- [WHAT YOU NEED TO DO]: State how many lines in the rows below contain the string "carved". Reply with the number only.

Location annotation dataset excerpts
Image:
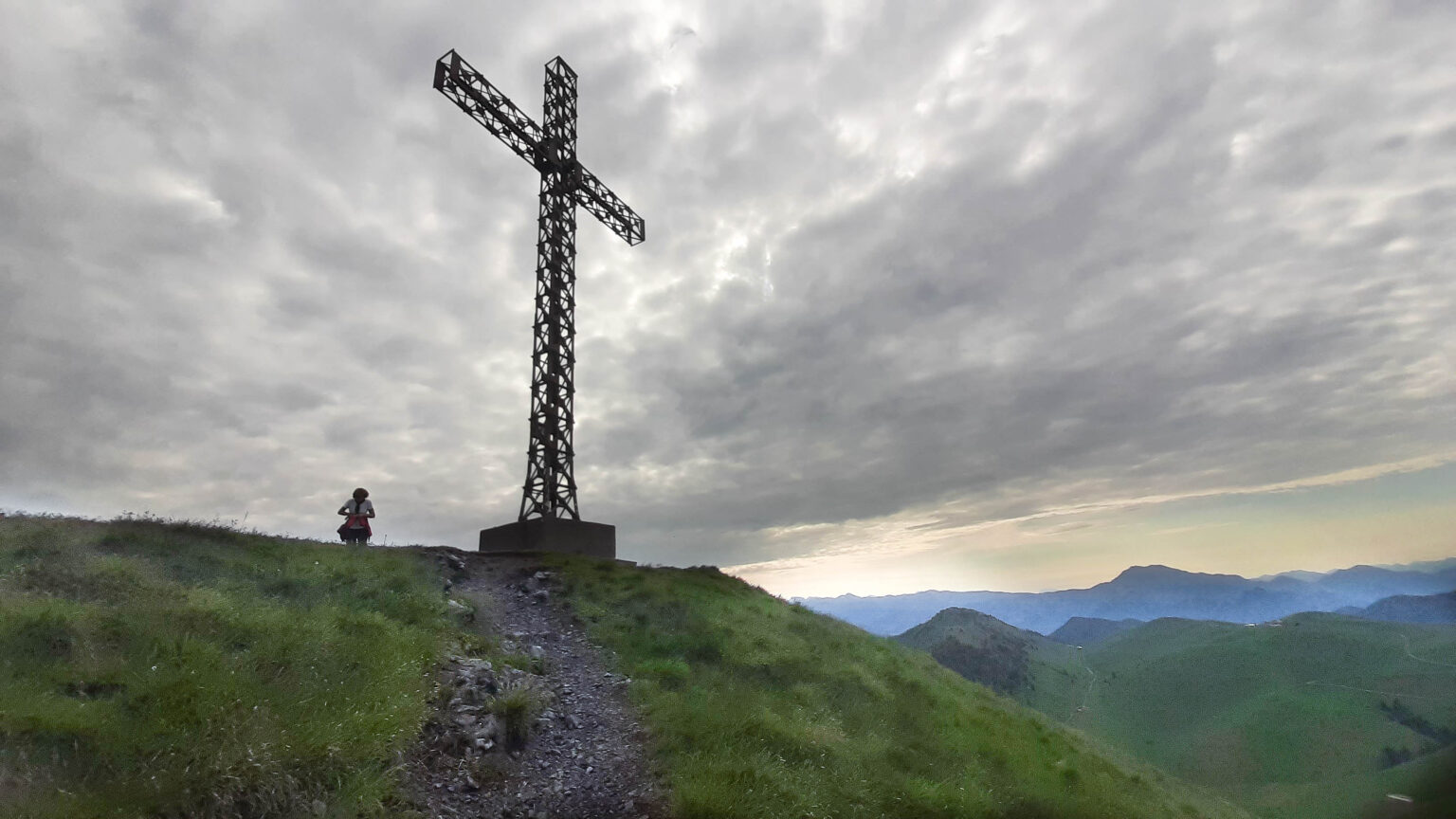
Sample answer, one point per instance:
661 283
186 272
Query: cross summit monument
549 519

* * *

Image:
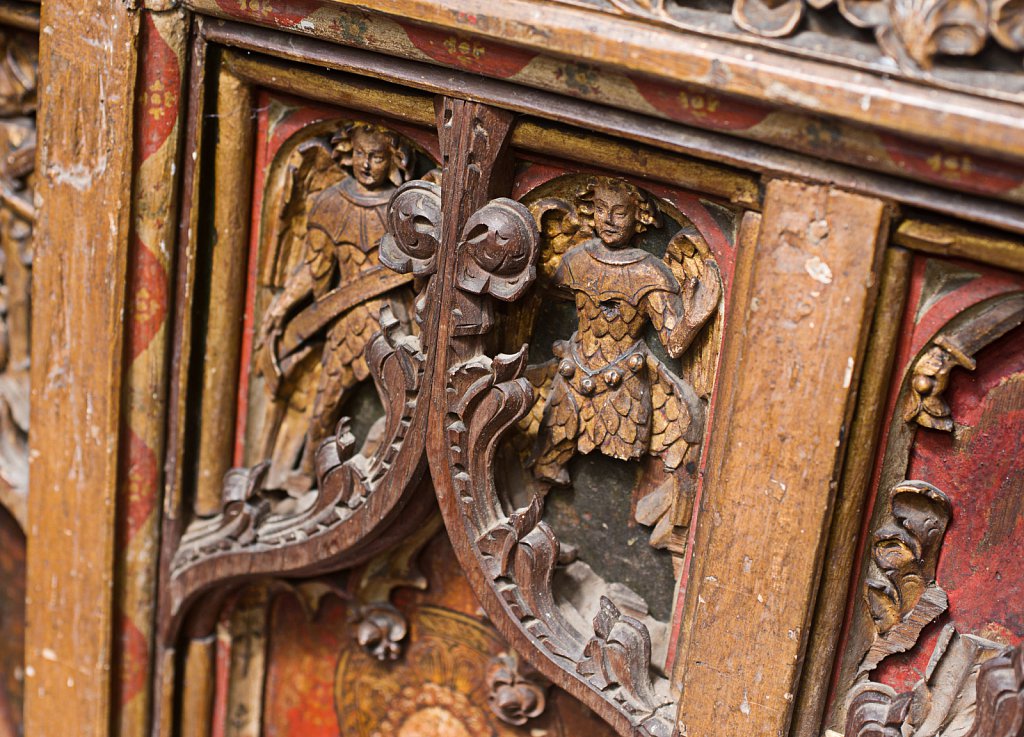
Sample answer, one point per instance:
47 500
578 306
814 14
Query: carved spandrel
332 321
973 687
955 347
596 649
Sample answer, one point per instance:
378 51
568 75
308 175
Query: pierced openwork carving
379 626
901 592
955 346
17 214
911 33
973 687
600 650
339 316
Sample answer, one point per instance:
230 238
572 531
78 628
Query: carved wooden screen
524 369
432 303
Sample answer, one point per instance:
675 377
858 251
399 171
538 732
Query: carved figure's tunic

---

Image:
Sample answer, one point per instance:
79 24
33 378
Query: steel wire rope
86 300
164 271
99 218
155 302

- [EXPECTED OUTPUT]: 3